Task description: Make an exact copy of all the entries below, with the pictures left out.
====== Listed records ======
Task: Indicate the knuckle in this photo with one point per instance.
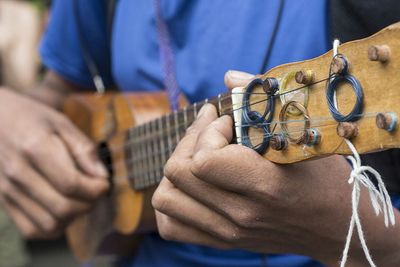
(30, 146)
(160, 200)
(5, 189)
(14, 169)
(231, 236)
(172, 169)
(192, 130)
(69, 186)
(29, 232)
(201, 163)
(245, 218)
(50, 226)
(62, 210)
======
Exercise answer:
Task: Indicate the knuckle in this photo with one point per instance.
(30, 146)
(160, 200)
(5, 189)
(14, 169)
(231, 236)
(172, 169)
(192, 130)
(69, 186)
(29, 232)
(201, 163)
(245, 218)
(50, 226)
(62, 210)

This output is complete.